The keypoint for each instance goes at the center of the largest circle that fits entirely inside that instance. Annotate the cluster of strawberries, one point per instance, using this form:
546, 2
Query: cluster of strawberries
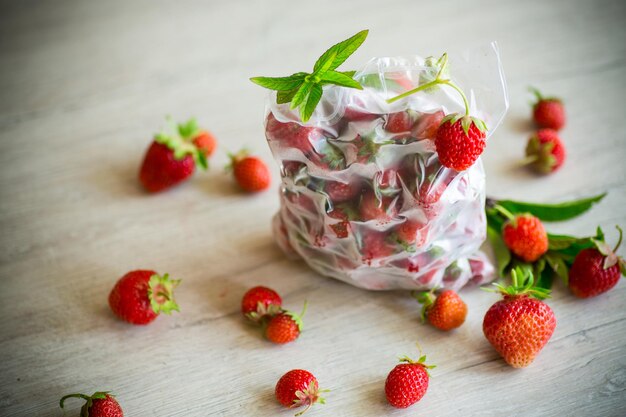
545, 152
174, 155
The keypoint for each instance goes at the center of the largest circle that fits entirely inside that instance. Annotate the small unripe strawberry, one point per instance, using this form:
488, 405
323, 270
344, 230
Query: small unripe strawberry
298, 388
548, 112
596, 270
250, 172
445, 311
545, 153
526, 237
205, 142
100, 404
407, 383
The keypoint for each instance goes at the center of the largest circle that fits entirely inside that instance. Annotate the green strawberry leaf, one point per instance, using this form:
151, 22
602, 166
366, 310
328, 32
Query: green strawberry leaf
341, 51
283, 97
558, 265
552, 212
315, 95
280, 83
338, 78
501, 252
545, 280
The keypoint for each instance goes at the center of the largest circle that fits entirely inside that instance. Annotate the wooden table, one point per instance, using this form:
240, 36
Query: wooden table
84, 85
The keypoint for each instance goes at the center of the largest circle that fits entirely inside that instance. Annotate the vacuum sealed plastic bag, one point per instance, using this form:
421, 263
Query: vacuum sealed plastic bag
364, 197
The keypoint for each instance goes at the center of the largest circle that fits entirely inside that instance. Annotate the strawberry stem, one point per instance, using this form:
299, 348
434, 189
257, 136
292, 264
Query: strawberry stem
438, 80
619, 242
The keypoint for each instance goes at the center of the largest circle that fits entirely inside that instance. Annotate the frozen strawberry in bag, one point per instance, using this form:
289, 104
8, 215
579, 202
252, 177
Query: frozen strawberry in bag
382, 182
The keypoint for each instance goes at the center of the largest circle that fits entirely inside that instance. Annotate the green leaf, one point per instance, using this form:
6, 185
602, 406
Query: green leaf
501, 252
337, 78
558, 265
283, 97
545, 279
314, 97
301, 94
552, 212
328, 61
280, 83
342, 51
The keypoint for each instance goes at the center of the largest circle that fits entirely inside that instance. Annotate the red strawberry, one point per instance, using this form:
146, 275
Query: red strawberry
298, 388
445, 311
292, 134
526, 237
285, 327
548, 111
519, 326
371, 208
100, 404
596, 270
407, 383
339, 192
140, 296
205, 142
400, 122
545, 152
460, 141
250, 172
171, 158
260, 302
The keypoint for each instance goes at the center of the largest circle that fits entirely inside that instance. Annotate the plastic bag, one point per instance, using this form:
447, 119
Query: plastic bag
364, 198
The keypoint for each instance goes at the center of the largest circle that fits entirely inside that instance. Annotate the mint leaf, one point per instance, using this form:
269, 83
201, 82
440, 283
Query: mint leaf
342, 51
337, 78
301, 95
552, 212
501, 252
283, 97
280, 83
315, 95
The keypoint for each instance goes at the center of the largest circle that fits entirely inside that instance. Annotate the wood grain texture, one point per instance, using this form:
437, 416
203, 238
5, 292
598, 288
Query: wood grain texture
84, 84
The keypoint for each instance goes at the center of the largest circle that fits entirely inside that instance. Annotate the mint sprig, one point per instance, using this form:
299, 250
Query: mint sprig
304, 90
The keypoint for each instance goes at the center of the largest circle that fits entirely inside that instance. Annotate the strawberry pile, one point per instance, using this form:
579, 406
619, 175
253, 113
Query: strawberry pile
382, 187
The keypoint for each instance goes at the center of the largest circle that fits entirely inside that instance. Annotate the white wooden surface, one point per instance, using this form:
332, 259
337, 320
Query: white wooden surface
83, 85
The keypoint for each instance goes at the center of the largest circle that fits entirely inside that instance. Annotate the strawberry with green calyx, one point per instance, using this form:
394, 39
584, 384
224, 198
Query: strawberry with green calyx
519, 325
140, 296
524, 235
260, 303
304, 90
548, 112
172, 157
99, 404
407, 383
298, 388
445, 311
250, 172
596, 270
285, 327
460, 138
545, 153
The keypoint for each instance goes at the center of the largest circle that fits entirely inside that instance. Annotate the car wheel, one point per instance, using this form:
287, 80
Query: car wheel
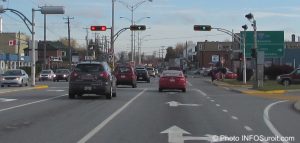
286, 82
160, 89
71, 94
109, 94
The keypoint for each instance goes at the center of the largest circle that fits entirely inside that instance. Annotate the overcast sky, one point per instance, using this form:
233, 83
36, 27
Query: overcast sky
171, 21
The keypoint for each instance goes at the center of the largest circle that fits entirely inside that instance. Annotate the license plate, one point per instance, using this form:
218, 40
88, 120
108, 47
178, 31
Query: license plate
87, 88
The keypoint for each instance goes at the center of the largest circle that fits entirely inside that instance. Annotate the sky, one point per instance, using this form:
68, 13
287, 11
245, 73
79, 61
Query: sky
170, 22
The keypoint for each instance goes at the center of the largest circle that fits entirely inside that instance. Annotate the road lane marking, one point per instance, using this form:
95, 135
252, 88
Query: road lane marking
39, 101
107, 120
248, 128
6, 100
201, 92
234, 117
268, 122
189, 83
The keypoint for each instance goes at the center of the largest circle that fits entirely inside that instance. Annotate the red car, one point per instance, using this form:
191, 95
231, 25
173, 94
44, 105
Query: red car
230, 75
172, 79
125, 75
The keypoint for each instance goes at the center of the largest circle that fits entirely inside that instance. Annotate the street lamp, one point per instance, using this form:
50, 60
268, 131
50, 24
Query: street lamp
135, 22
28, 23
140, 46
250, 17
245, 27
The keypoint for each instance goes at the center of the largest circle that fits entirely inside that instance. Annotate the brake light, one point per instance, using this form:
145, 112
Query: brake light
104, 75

- Exercise instructions: Write out the data precisely as given, excluding the pictures.

- Full output:
The keypoint for each instance goes at the center of the largest circle that fits entirely inside that instance. Annotate the cluster of strawberries, one point per instance, using this form:
546, 2
Query: cluster of strawberries
545, 152
174, 155
The keypoint for each instance goes at the center of the largest circle that fits entirely inside that instance. Annotate the small unripe strawberry, one point per instance, using this form:
488, 405
323, 270
344, 230
Query: small unripe strawberry
298, 388
548, 112
596, 270
250, 172
445, 311
545, 153
526, 237
205, 142
100, 404
407, 383
The keypoint for each instance goes at the center of the largest circle that fits entirely inside that instance. Annotate the green strawberry leaf, one point per instance, using this form:
151, 22
602, 166
366, 310
328, 32
Query: green strawberry leaf
341, 51
283, 97
558, 265
552, 212
315, 95
280, 83
338, 78
501, 252
545, 280
The keypoint for each instance goes at the center of the largest circle that fits entirely inside that instance. Annotate the wooden table, one point per instance, using this form:
240, 36
Query: wooden table
84, 85
The keypoint for each instance goes at the center of the largest circle that fits entirely inside that instance. Annotate the vacuum sealed plastic bag, one point per instance, using this form:
421, 263
Query: vacuum sealed plastic bag
364, 197
The keypoint for each instance goes at the center of the largest circle that fits entirely inside that instance. Annotate the strawberry stem, one point per instance, using this form:
299, 348
434, 189
257, 136
292, 264
Query: strawberry stem
438, 80
619, 242
The keypoint for each instance goes at the center of the largest circle that fits entirely inside that instance. Annotate the frozen strawberry in bag, one point per instance, using this form:
289, 104
8, 215
579, 202
252, 177
Query: frozen strawberry in bag
382, 182
The keypoint for each instance goes at the center of the largest circle that fits entirely inside that instance. Annotate the green leaf, one point per instance, using this form:
6, 185
602, 406
Query: green leaf
501, 252
337, 78
558, 265
283, 97
545, 279
314, 97
301, 94
552, 212
328, 61
280, 83
342, 51
The keypoint for each instance goes at the center of the largest circle that fits entirely inside that instance. Annotate the red strawberry, one point per instance, using this form:
146, 275
Query: red strawberry
298, 388
445, 311
292, 134
526, 237
285, 327
548, 111
519, 326
371, 208
100, 404
596, 270
407, 383
339, 192
140, 296
205, 142
400, 122
545, 152
460, 141
250, 172
171, 158
260, 302
The keypoint for each instance goes at the center of the largest circle that fits entirely inside that instance. Annotate the plastic bag, one point per instance, using this form:
447, 119
Query: plastic bag
364, 198
The keypoint for each instance goes at the center of the largest circle that fits entirely inside that instance. Annotate the mint leaf, one point per instance, using this form:
269, 83
201, 82
440, 283
Query: mint leaf
342, 51
337, 78
301, 95
552, 212
501, 252
283, 97
280, 83
315, 95
The keypoint for each instance goes at the center of the largest circle that fits entirely inside that instance. Annotate the wood grain texture, one point per instance, using this form:
437, 416
203, 238
5, 292
598, 288
Query: wood grain texture
84, 84
The keypoint for each instance goes at the center of the largest circle that fits entirely inside that instance. Annotate the mint sprig, one point per instance, using this form:
299, 250
Query: mint sprig
304, 90
The keypoint for each instance goes at the center of the largest circle that fits entirely inside that instance. Annotate the strawberry pile, one point per instance, using this form:
579, 406
619, 175
253, 113
Query: strawberry pile
382, 187
The keypoint for each instance goes at the center of the largest circle that fits entirely inside that instance. Annotate the white wooden surface, one point per instance, using this form:
332, 259
337, 320
Query: white wooden surface
83, 85
The keypoint for each instance goes at the center of the largest circle that fits entirely inside that instance. Annotate the strawberry with green calyx, one point per instance, using this form:
394, 39
584, 384
224, 198
Query: strawberry with green calyx
519, 325
140, 296
524, 235
260, 303
304, 90
548, 112
172, 157
99, 404
407, 383
298, 388
445, 311
250, 172
596, 270
285, 327
460, 138
545, 153
The keypoint for each instance goes at the center of the largest circle that fits entirely inside that instance. Annotate the car wheel, one point per instance, using this form:
287, 80
Query: car wheel
286, 82
160, 89
71, 94
109, 94
The keypoint for each instance goes at the center of the largest circle that fits entirely inside that instance. Annotate the overcast sky, one point per instance, using this form:
233, 83
36, 27
Query: overcast sky
171, 21
The keypoint for each instance goes at the center of the largest circle that fits entirely inside that instance. Annotate the license plate, one point per instance, using this form:
218, 40
88, 120
108, 47
178, 31
Query: license plate
87, 88
The keypoint for each instance goes at the center of the largest circle that fits entirely inside that instance. Annotate the sky, one point per instance, using this form:
68, 13
287, 11
245, 73
79, 61
Query: sky
170, 22
The keypoint for each instance goes at the center of the largest circle that fits entirely inside that instance. Annotate the road lane marking, one point per instance, using this form:
95, 135
252, 88
Query: road lane marking
39, 101
107, 120
248, 128
6, 100
201, 92
234, 117
268, 122
189, 83
The keypoint for each instance goes at the center of the largest circle that fits entirely inside that instance. Annotate the red car, one point per instance, using this form:
191, 95
231, 25
173, 94
44, 105
Query: red car
230, 75
172, 79
125, 75
The keypoint for each instance goes at the center of the largest circle that fits entirely inside that instance. Annotate the street lamp, one point per instance, using this form:
50, 60
268, 131
50, 24
Query: street lamp
135, 22
28, 23
140, 46
250, 17
245, 27
The keypoint for each instance goes at the center of the largest circle that fits entirely inside that instance. Annotate the brake light, one point per instance, using this form:
145, 112
Query: brake light
104, 75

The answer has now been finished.